*PROMPT 1*:
In the course descriptions, rewrite the passage starting at "Music has often" and ending at "of the brave.", changing "outrage" to "anger".
*PROMPT 2*:
Answer these questions about the course descriptions:
(a) Which podcast is named as one of the prestige true crime dramas of the 2010s?
(b) Where is the band performing in the photo caption?
(c) Whose life and music does the music course focus on?
*PROMPT 3*:
Sum up the course descriptions in two sentences.

True Crime Media: Journalism, Justice or Just Entertainment

University Writing Program
LP Picard 

We are in the midst of a true crime boom. The 2010s brought prestige true crime dramas, like the “Serial” podcast and the documentaries “West of Memphis” and “The Keepers.” In the 2020s, true crime content has exploded on platforms like TikTok and YouTube. But this boom—with its tiger kings, forensic-file investigations and murder make-up tutorials—has revealed more than just the marketability of the genre. It’s shed light on our own dark obsessions, raising important questions about the blurry lines between reporting, unpacking and sensationalizing. This seminar will explore the history and landscape of true crime entertainment, which goes back to at least the birth of modern journalism, if not all the way back to the violence captured in early cave paintings. 

The Soundtrack of a Revolution 

Lamont School of Music 
Roger Holland 

A band performs outside of Buchtel Memorial Chapel on the University of Denver campus.
DU Special Collections

Music has often been a vehicle to express thought and emotion as well as an agent of change. In this course, students will examine the music of popular culture and its response to the social climate of the 1960’s and 1970’s as the United States wrestled with its conscience on the issues of civil rights, justice and equality. With a particular focus on the life and music of Nina Simone, we will closely examine the events in history that sparked outrage and response from musicians, who in turn sought to influence a change of heart and legislation in the land of the free and home of the brave.

From DNA to Diversityand Beyond!

*PROVIDED MATERIAL*:
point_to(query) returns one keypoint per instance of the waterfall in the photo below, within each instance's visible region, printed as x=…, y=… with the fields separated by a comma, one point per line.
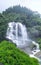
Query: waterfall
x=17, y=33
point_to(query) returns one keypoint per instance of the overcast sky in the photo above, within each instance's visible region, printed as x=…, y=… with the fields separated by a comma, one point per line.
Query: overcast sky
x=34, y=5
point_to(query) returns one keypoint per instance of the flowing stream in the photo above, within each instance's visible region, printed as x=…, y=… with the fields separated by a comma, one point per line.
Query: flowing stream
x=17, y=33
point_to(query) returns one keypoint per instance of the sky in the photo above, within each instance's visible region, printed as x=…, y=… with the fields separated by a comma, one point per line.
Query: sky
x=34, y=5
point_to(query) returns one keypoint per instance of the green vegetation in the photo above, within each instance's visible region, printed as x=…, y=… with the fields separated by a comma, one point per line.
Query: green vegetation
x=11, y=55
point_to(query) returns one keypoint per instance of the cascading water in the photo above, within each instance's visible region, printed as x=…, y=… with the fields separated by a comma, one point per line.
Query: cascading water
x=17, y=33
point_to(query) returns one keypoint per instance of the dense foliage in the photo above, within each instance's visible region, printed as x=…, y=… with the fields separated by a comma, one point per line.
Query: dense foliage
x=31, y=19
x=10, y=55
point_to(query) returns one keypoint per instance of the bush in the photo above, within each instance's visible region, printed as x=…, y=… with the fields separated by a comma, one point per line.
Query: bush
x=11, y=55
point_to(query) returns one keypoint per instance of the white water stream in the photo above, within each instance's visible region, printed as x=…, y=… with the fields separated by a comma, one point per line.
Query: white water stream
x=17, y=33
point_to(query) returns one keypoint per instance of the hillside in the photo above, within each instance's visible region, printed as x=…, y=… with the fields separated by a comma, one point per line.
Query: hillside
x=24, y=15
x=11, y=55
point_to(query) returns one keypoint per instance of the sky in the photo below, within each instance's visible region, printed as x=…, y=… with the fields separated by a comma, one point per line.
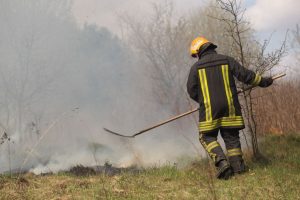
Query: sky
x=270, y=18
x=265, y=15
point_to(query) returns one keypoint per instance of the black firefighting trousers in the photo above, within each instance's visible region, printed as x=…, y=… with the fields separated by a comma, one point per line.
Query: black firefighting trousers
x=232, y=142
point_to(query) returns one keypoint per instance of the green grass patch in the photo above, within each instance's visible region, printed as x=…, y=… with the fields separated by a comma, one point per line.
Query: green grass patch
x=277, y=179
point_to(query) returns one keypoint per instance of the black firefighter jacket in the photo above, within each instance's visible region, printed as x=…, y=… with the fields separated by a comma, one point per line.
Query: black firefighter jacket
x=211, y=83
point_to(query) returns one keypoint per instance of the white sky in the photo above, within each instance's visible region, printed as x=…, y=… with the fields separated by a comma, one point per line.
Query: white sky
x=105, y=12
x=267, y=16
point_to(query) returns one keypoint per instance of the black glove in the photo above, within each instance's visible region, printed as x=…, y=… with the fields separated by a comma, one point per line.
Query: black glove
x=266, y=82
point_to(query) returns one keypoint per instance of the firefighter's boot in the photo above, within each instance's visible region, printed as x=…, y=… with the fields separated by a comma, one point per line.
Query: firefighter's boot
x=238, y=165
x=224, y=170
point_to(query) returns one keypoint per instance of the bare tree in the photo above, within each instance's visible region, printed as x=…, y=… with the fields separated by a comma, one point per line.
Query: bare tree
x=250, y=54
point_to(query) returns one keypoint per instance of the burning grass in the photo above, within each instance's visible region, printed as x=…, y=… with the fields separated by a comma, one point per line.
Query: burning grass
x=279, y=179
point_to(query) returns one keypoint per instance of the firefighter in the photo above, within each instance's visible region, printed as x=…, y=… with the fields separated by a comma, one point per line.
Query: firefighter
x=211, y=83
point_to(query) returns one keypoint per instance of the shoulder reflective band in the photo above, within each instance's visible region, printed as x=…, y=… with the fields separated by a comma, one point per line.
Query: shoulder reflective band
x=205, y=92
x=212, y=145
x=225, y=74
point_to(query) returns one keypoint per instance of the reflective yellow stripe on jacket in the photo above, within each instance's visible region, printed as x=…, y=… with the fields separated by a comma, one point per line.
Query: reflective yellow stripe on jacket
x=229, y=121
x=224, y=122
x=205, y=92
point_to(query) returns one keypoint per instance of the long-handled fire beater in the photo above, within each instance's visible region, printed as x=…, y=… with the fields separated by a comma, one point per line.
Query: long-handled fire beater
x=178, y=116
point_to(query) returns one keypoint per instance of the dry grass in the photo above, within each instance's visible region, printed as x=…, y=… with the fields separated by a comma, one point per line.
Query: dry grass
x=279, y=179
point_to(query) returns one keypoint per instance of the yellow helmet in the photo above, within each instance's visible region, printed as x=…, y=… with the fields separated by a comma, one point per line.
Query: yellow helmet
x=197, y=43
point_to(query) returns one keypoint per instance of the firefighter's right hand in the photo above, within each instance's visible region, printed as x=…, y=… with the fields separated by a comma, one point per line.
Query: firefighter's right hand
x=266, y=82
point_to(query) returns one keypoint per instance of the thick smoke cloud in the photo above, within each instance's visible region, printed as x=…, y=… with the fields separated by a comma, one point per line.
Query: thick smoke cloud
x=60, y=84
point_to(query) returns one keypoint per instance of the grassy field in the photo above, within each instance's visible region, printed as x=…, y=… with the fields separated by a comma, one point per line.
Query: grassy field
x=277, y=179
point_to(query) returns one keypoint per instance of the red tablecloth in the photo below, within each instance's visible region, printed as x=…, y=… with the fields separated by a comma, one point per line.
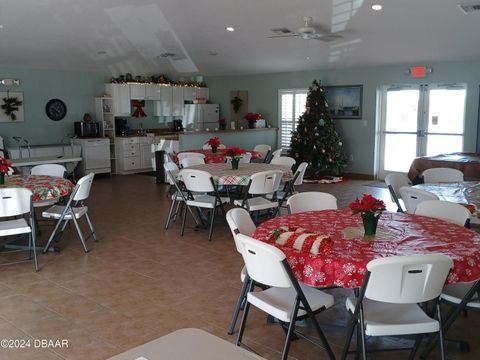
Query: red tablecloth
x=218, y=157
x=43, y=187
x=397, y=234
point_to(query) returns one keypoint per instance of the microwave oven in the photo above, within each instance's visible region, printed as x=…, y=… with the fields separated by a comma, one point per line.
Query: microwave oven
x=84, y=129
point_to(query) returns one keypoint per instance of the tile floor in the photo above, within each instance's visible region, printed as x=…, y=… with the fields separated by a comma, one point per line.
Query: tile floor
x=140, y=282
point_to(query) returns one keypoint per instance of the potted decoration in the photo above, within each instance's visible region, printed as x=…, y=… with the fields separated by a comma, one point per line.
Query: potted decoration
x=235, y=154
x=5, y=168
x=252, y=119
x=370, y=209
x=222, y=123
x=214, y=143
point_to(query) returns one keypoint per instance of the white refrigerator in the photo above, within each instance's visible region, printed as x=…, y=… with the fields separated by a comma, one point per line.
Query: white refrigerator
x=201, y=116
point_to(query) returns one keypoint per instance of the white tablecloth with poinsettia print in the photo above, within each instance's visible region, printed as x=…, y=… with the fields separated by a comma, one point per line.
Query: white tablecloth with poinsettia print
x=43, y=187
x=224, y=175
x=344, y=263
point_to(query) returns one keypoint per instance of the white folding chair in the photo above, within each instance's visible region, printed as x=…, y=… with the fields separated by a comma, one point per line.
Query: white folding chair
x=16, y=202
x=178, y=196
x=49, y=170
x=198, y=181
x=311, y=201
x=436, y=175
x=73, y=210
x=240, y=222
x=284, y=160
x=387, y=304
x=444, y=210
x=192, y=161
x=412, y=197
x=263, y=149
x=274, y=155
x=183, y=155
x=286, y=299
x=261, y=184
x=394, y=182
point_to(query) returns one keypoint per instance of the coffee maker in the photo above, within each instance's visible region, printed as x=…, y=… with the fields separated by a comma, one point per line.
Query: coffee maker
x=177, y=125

* * *

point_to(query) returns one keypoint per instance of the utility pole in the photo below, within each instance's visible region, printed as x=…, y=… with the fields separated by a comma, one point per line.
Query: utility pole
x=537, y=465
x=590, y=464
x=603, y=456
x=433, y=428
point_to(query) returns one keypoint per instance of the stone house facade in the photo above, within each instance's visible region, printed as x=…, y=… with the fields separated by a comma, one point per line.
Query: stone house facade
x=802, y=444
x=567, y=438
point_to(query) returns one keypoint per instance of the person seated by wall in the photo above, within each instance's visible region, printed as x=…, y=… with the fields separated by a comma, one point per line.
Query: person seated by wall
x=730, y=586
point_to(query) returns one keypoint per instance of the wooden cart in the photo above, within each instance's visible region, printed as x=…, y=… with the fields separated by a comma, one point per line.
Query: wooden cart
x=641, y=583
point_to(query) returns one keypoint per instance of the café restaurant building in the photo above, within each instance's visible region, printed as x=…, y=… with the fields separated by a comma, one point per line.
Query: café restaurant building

* * *

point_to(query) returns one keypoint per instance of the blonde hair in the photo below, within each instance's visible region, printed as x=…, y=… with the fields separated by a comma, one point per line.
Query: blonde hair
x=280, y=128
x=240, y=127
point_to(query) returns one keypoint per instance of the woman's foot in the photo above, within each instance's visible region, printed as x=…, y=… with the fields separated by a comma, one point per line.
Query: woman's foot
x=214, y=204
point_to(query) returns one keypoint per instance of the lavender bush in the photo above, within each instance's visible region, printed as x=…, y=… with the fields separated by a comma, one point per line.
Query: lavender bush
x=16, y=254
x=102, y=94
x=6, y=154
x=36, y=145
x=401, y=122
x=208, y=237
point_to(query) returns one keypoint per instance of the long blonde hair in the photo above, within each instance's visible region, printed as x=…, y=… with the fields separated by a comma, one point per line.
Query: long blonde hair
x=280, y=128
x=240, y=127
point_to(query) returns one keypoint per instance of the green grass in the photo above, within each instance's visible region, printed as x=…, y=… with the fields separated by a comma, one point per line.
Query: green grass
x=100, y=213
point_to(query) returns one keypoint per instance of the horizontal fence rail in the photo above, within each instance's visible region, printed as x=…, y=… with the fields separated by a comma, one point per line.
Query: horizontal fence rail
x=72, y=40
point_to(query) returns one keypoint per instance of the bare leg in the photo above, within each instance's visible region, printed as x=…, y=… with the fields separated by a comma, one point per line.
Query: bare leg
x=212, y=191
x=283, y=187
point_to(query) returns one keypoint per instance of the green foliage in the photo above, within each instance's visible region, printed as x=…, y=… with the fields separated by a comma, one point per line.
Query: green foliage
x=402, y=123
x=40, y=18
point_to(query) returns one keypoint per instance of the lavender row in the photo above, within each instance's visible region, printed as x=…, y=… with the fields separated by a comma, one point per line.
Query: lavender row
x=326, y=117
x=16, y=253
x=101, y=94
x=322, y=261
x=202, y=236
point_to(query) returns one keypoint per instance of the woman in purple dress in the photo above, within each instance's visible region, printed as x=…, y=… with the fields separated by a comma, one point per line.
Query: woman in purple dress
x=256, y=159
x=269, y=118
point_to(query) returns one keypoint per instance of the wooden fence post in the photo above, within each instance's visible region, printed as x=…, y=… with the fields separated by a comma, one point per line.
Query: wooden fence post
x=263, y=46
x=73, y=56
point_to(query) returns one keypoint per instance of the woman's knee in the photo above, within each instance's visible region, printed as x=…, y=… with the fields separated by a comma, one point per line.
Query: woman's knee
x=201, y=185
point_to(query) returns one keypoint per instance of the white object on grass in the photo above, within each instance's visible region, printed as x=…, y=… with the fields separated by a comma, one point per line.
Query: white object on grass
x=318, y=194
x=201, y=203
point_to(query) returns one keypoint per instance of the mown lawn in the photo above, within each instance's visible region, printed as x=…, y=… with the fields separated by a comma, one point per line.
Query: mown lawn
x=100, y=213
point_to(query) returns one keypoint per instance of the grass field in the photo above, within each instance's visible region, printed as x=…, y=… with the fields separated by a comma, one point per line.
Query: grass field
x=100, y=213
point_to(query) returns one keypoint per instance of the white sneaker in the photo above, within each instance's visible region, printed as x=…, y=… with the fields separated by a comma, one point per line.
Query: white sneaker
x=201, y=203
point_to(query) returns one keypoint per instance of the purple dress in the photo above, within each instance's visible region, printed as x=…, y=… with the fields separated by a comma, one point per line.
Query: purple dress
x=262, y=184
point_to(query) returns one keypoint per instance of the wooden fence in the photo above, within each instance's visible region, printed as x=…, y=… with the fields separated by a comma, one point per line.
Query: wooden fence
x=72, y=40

*SOLUTION 1*:
Music has often been a vehicle to express thought and emotion as well as an agent of change. In this course, students will examine the music of popular culture and its response to the social climate of the 1960’s and 1970’s as the United States wrestled with its conscience on the issues of civil rights, justice and equality. With a particular focus on the life and music of Nina Simone, we will closely examine the events in history that sparked anger and response from musicians, who in turn sought to influence a change of heart and legislation in the land of the free and home of the brave.

*SOLUTION 2*:
(a) "Serial"
(b) Outside Buchtel Memorial Chapel on the University of Denver campus
(c) Nina Simone

*SOLUTION 3*:
A true crime seminar looks at the current boom in true crime content, the questions it raises about the blurry lines between reporting, unpacking and sensationalizing, and the long history of true crime entertainment. A music course examines how popular music of the 1960's and 1970's responded as the United States wrestled with civil rights, justice and equality, with a particular focus on the life and music of Nina Simone.